**YOUR TASK**
Restate each record word for word, omitting whatever pictures it holds.

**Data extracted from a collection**
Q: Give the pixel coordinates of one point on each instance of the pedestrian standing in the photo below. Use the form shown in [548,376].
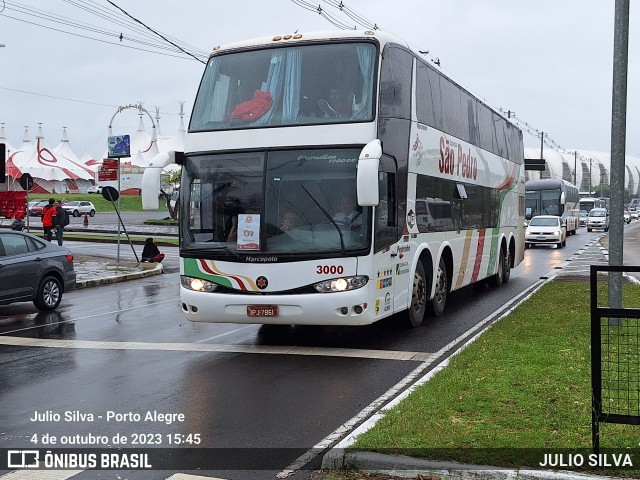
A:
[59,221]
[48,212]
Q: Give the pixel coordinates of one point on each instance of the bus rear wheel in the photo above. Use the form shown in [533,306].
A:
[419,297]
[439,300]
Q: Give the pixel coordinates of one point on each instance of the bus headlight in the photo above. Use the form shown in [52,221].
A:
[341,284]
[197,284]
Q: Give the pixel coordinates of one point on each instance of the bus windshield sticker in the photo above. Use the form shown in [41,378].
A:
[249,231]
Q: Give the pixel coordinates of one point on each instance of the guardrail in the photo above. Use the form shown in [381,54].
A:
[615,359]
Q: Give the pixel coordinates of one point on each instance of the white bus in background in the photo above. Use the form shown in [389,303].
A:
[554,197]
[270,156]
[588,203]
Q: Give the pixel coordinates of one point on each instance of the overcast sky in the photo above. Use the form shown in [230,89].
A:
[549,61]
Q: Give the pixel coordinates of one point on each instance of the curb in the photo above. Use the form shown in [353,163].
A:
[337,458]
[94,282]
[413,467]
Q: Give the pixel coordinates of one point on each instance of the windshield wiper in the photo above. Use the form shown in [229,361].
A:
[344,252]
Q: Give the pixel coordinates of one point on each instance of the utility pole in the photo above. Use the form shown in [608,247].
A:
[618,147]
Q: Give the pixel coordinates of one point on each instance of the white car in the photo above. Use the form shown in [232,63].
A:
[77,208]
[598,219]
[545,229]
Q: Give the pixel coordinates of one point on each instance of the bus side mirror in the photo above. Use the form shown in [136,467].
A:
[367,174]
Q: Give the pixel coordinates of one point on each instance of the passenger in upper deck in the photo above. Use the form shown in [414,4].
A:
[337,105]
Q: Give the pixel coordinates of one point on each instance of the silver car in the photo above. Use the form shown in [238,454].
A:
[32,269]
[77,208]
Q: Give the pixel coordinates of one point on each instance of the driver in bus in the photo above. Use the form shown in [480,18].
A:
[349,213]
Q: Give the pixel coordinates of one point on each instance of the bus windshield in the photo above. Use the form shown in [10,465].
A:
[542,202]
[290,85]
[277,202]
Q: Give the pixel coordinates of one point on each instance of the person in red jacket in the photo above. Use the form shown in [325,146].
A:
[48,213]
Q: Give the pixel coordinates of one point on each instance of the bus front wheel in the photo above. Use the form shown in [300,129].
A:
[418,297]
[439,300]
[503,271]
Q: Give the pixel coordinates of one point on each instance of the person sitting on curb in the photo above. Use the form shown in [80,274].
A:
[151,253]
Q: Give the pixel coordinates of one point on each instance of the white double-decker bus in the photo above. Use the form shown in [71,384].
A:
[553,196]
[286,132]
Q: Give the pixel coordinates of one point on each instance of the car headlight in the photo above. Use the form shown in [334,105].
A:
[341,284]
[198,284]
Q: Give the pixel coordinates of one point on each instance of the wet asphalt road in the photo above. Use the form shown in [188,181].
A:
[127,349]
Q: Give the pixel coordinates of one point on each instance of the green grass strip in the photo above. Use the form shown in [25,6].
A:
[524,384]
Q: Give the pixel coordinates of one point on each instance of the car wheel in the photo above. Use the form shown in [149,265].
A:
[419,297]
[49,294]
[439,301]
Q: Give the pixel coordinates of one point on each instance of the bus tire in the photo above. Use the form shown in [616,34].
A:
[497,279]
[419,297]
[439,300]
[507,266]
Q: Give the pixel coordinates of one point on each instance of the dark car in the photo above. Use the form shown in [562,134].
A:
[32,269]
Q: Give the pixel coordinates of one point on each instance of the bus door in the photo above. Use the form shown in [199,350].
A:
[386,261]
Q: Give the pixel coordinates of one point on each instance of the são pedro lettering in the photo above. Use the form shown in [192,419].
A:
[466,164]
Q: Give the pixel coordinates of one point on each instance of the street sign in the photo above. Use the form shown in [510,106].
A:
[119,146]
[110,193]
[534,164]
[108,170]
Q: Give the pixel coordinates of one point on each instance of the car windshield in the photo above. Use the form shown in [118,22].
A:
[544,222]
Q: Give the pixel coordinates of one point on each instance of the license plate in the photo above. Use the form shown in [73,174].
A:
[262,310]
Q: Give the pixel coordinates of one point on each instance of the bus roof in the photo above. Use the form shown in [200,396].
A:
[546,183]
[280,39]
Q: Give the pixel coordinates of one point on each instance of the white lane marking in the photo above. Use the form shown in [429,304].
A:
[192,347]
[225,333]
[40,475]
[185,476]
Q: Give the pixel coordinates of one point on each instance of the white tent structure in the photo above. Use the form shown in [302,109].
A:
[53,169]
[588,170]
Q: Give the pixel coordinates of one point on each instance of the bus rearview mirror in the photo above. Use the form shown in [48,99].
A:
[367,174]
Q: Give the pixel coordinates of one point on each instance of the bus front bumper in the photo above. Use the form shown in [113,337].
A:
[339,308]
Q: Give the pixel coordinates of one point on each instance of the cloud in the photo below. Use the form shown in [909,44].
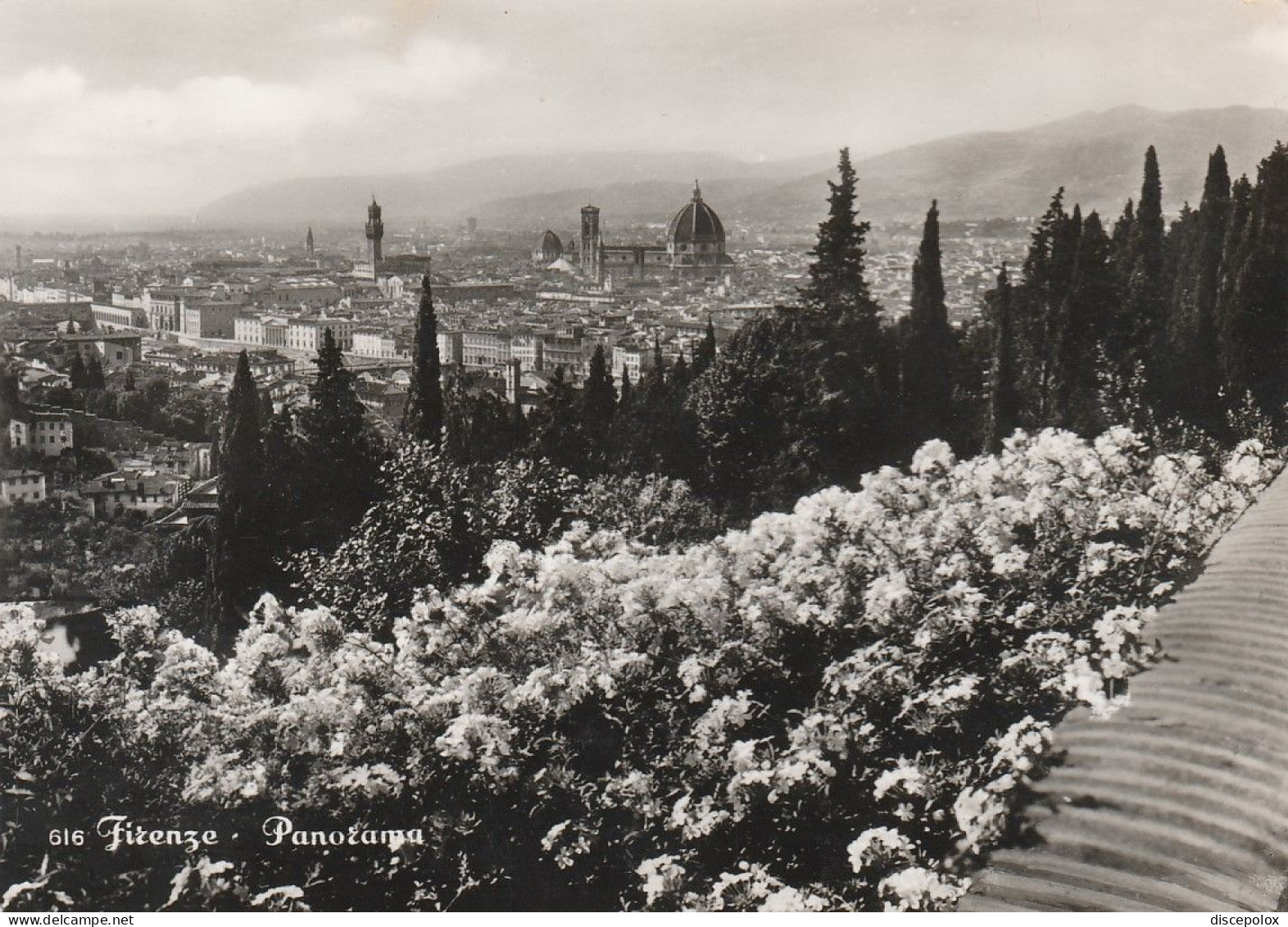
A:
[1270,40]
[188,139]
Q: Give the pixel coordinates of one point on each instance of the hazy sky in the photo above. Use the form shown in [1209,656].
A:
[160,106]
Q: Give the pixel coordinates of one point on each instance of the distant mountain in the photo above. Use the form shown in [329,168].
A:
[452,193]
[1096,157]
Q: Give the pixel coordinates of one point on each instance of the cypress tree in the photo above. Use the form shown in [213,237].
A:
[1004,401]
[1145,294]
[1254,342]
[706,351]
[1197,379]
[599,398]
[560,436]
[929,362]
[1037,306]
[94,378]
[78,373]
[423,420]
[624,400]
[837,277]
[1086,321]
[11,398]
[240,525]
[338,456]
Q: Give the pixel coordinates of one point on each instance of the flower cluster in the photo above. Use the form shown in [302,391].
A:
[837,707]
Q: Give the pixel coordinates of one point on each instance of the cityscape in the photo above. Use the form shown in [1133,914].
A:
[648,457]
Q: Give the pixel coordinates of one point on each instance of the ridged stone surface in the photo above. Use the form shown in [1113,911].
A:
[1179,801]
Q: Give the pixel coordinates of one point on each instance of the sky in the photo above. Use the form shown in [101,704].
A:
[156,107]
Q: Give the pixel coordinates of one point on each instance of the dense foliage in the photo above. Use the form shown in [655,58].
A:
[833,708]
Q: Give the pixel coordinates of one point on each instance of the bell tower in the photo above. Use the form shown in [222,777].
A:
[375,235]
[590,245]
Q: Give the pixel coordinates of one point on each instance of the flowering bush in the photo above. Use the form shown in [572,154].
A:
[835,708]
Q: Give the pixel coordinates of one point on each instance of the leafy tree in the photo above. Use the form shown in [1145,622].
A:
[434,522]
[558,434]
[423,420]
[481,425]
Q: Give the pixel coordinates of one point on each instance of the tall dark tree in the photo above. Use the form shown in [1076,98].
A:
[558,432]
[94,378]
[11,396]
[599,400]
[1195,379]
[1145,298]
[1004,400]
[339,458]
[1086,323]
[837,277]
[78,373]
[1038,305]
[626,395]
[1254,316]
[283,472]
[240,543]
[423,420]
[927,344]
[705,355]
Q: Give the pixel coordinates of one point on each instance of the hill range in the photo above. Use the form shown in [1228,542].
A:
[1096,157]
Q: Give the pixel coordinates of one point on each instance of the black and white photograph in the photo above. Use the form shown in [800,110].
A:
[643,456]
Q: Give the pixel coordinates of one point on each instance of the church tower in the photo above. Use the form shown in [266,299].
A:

**EXERCISE RESULT**
Q: Give the pixel coordinates of one point on each instance of the pedestrian standing in the photo below. Use the form shown in [548,376].
A:
[59,221]
[48,212]
Q: Give the pixel coordinates of one point on each instance of the bus rear wheel in the photo above. Use the form shown in [533,306].
A:
[419,297]
[439,300]
Q: Give the pixel coordinates of one point on each instance of the bus headlight in the photo above. Use the form shown in [52,221].
A:
[341,284]
[197,284]
Q: Give the pixel coordinates of one point on each instance of the bus windshield sticker in the photo above. Use the form shown in [41,378].
A:
[249,231]
Q: Give the pixel coordinates of one point on each instance of the guardrail in the photo above. Use the form shown in [381,54].
A:
[615,359]
Q: Give the pixel coordinates of one point on each instance of the white bus in background in the photo above. Use the form shown in [389,303].
A:
[554,197]
[270,156]
[588,203]
Q: Give the pixel coordinates of one point on each instance of the overcast sky in the photo above. Use the form shown in [230,89].
A:
[549,61]
Q: Give the pixel coordinates of one point on each instance of the curb in the photo above. Use the form shown in [353,163].
A:
[337,458]
[94,282]
[413,467]
Q: Give the pixel coordinates of one point on each instance of the windshield wiper in the photo above. Use the form shown in [229,361].
A:
[344,252]
Q: Give the pixel coordinates of one point on each instance of the utility pole in the photo above. Use the form shown in [608,247].
A:
[618,147]
Q: Give the pixel coordinates of one point on each instance of the white car in the photo above. Use the form shown in [232,63].
A:
[77,208]
[598,219]
[545,229]
Q: Give the pixel coordinates of one point on each instance of the bus side mirror in the photo above. Use the form shown in [136,467].
A:
[367,174]
Q: Give the pixel coordinates of one point on each instance of the passenger in upper deck in the photo above. Use the form shown in [414,4].
A:
[337,105]
Q: Give the pixel coordinates of one point on each instance of the silver car in the photo above. Use the form shown in [238,454].
A:
[32,269]
[77,208]
Q: Give the pixel coordinates of one point on each instance of the driver in bus in the photo above. Use the form shown in [480,18].
A:
[349,213]
Q: Give the pixel coordinates of one point on each instance of the bus windshield in the photo above. Use the form shown in [10,465].
A:
[542,202]
[290,85]
[277,202]
Q: Give the pixel coordinates of one point on each instance of the person in red jacket in the photo above. Use the form shown in [325,146].
A:
[48,213]
Q: Give the pixel coordinates of one point on each instance of the bus front wheel in the photo above. Use the form shown in [300,129].
A:
[418,297]
[439,300]
[503,271]
Q: Give the pixel coordinates of one point on each instance of the person sitting on curb in the photo above. Use the form shown in [80,274].
A:
[151,253]
Q: Give the pixel coordinates of one point on each instance of the white double-decker bus in the photo above. Use the form shown in [71,384].
A:
[553,196]
[286,132]
Q: Give the pixel coordinates of one point on each instance of the car headlight in the photo above. Use the form shown in [334,105].
A:
[341,284]
[198,284]
Q: Give the pixel coordinates of one point on each instance of the wet asphalt road in the photo above. Use the form shown in [188,181].
A:
[127,349]
Q: Give the pixel coordinates of one point on each instance of the green grass strip in the photo above. Use the form shown in [25,6].
A:
[524,384]
Q: Give the pixel coordinates of one point on each instance of the car wheel in the photo above. Use the form shown in [149,265].
A:
[419,297]
[49,294]
[439,301]
Q: Give the pixel coordinates of one point on each instance of the bus tire in the photo above. Use the form shown in [616,34].
A:
[497,279]
[419,297]
[439,300]
[507,266]
Q: Give the pixel coordinates of one point on each instance of the dark car in the photo above. Use the form shown in [562,134].
A:
[32,269]
Q: Give the pixel coordinates of one point on each instance of the bus door in the photo above. Use the form shown in [199,350].
A:
[386,261]
Q: Give the pixel coordinates of one point on each instance of the são pedro lettering in the photo above. Use the form shown in [192,419].
A:
[466,164]
Q: Give the pixel coordinates of one point on each instance of the street sign in the photo above. Use the form shown in [510,106].
A:
[119,146]
[110,193]
[534,164]
[108,170]
Q: Give the pixel coordinates of one point on each instance of the car windshield in the photo above. Use the form shown in [118,22].
A:
[544,222]
Q: Give the pixel coordinates of one point on each instance of the license plate in the photo above. Use the form shown in [73,174].
A:
[262,310]
Q: Give the pixel coordinates of one point on each instance of the bus roof in the photo above. Use the form shown in [200,396].
A:
[546,183]
[280,39]
Q: Give the pixel coordinates of one point on each instance of the white lane marking in the photo above. Use the form shown in [429,304].
A:
[192,347]
[225,333]
[40,475]
[185,476]
Q: Give the pixel coordinates of one point on each instance of the white tent structure in the photo above. Use the form shown in [302,109].
A:
[53,169]
[588,170]
Q: Give the pixel coordinates of one point on each instance of the bus rearview mirror in the photo above. Use the form shown in [48,99].
A:
[367,174]
Q: Give the pixel coordinates of one point on each instance of the bus front bumper in the photo above. Use the form shown in [113,337].
A:
[339,308]
Q: Give the pixel coordinates of one point on each instance of the cloud in the photo below. Use the form shown in [909,44].
A:
[1270,40]
[188,139]
Q: Give the pixel coordinates of one point on each instance of the hazy sky in the photo above. Use the form shown in [1209,656].
A:
[160,106]
Q: Give the pixel coordinates of one point on each instance of the distant mountain in the photo above. Use the form shown in [329,168].
A:
[452,193]
[1096,157]
Q: Give the pixel coordinates of one point on each instance of the cypress tree in the photo above. Use the form shown in [213,237].
A:
[1004,401]
[1145,294]
[1254,342]
[706,351]
[1197,379]
[599,398]
[560,436]
[929,362]
[1037,306]
[94,378]
[78,373]
[423,420]
[624,400]
[837,277]
[1086,321]
[11,398]
[240,525]
[338,456]
Q: Give the pixel coordinates of one point on each instance of the flower cluster in the photo above. Use the form shown in [302,391].
A:
[837,707]
Q: Give the pixel coordinates of one point on each instance of the cityscape in the photo above. Use the form shown in [1133,914].
A:
[648,457]
Q: Give the pixel coordinates of one point on each instance of the ridged stone surface in the photo above. Use the form shown in [1113,911].
A:
[1179,801]
Q: Give the pixel coordinates of one point on each instance of the sky in the photo above. Use the form shown in [101,704].
A:
[156,107]
Q: Give the pixel coordinates of one point on each instance of the dense foliage in the photo above. Use the form shown in [655,58].
A:
[833,708]
Q: Give the pixel coordinates of one point on each instance of the bell tower in the photo above. Use the form shown in [222,777].
A:
[375,235]
[590,245]
Q: Give the pixel coordinates of one point on each instance of the flowering bush in the photo above. Use the form shown in [572,154].
A:
[835,708]
Q: Give the pixel coordinates of one point on each instance of the leafy tree in the photo above. Use the form shown in [1145,622].
A:
[434,522]
[558,434]
[423,420]
[481,425]
Q: Give the pixel coordinates of one point on each instance of the tall dark tree in the photo above. Use the form shown in [1076,98].
A:
[558,432]
[94,378]
[11,396]
[599,400]
[1195,379]
[1145,298]
[1004,400]
[339,458]
[1086,323]
[837,277]
[78,373]
[1038,305]
[626,395]
[1254,316]
[283,472]
[240,543]
[423,420]
[927,344]
[705,355]
Q: Give the pixel coordinates of one point on each instance of the hill range in the photo above. Use the form shown in [1228,542].
A:
[1096,157]
Q: Give the pixel coordinates of one point on each instance of the black and white photograph in the photo above. Use the form shown in [800,110].
A:
[643,456]
Q: Give the pixel coordinates of one point on each instance of the church tower in the photo above. Use the form shown in [266,299].
A:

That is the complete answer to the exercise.